De vader bestrijdt haar beroep en verzoekt het hof – kort gezegd – de bestreden beschikking te bekrachtigen.
De moeder meent dat gezamenlijk gezag van partijen niet in het belang van [kind] zal zijn. Ter onderbouwing van haar standpunt voert zij onder meer het volgende aan. De vader heeft de eerste levensjaren van [kind] nauwelijks contact met [kind] gehad. De omgangsregeling die thans geldt, is in de loop der jaren regelmatig door de vader zonder enige toelichting afgezegd. Als [kind] bij de vader verblijft, wordt hij vaak achter de computer gezet, waarna de vader naar de kroeg gaat. Volgens de moeder toont de vader nauwelijks interesse in [kind]. De moeder erkent dat zij ernstig ziek is (geweest). Voor het geval zij mocht komen te overlijden heeft de moeder mevrouw [x] als voogd benoemd. Mevrouw [x] is naar de mening van de moeder, in tegenstelling tot de vader, de juiste persoon om voor [kind] te zorgen indien zij er niet meer is.
De moeder meent dat er gevaar zal zijn dat [kind] tussen zijn ouders klem zal komen te zitten op het moment dat de ouders gezamenlijk met het gezag worden belast. Partijen hebben een hele slechte communicatie. Belangrijke beslissingen omtrent school, medische opnames en verenigingen heeft de moeder altijd zelfstandig genomen. De moeder wenst niets in de weg te leggen in het contact tussen de vader en [kind], maar gezamenlijk gezag gaat haar te ver. De moeder meent dat zij in deze zeer roerige fase van haar leven de rust moet krijgen om [kind] groot te brengen, hetgeen in het belang van [kind] moet worden geacht.
De vader betwist dat hij [kind] de eerste jaren na zijn geboorte nauwelijks heeft gezien en stelt dat zijn verhouding met [kind] goed is te noemen. De vader meent dat de huidige situatie waarbij de moeder het eenoudergezag heeft, niet meer in overeenstemming is met de geldende ideeën over de invulling van de zorg van de beide ouders na de scheiding of opheffing van de samenleving. Volgens hem zijn er geen belemmeringen voor het gezamenlijk gezag. Overigens stelt de vader dat indien [kind] bij hem komt wonen, hij in aanmerking zal komen voor een woning met minimaal twee slaapkamers. De vader ziet niet in waarom het in het belang van [kind] zou zijn om in plaats van bij hem, bij mevrouw [x] te wonen, die fulltime werkt. De vader is dan ook van mening dat [kind] bij hem moet komen wonen indien de moeder overlijdt.
● ● ●
▶ _WAT WORDT GEVRAAGD_:
**A)** Kloppen deze uitspraken met de tekst over het gezamenlijk gezag: (i) de moeder heeft beslissingen over school altijd zelfstandig genomen, (ii) de moeder wil het contact tussen de vader en [kind] beperken, (iii) mevrouw [x] werkt volgens de vader parttime? Geef per uitspraak ja of nee en citeer woordelijk de beslissende woorden uit de tekst.
**B)** Voor wat voor woning komt de vader volgens de tekst over het gezamenlijk gezag in aanmerking als [kind] bij hem komt wonen?
De rijen hierna vormen apart materiaal en horen niet bij de tekst over het gezamenlijk gezag.

[Gegevens over ruimtelijke lokalisatie]
● ● ●
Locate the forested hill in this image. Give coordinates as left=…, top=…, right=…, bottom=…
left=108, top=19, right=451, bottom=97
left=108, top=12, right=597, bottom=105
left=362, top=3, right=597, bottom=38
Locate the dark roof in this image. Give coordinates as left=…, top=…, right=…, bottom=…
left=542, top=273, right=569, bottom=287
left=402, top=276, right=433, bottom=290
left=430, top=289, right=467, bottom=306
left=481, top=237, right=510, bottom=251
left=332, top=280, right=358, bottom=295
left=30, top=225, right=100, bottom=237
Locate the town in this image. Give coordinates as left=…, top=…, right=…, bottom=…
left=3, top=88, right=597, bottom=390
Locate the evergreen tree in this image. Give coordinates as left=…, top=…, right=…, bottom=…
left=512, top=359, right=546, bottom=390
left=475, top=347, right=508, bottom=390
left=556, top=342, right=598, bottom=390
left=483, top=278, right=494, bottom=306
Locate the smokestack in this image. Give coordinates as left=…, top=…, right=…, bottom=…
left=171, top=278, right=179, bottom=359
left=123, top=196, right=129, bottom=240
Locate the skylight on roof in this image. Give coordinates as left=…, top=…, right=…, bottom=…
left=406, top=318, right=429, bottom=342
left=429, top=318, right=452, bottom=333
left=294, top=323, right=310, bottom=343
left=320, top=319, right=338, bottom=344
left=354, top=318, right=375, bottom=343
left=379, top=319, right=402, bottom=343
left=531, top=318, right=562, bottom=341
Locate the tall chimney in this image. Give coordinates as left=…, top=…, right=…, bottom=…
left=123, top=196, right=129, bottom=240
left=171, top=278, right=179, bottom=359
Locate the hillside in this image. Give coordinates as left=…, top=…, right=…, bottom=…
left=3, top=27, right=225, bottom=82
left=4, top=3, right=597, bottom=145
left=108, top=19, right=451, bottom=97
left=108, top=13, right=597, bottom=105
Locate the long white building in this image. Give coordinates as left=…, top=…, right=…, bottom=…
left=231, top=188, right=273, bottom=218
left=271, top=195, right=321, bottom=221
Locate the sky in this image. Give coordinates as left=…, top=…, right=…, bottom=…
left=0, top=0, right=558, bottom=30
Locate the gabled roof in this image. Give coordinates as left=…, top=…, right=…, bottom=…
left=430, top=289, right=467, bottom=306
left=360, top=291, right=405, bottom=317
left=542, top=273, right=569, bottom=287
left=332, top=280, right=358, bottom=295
● ● ●
▶ _OEFENINGSRESULTATEN_:
**A)**
(i) Ja: "Belangrijke beslissingen omtrent school, medische opnames en verenigingen heeft de moeder altijd zelfstandig genomen."
(ii) Nee: "De moeder wenst niets in de weg te leggen in het contact tussen de vader en [kind]".
(iii) Nee: "die fulltime werkt".

**B)** Voor een woning met minimaal twee slaapkamers.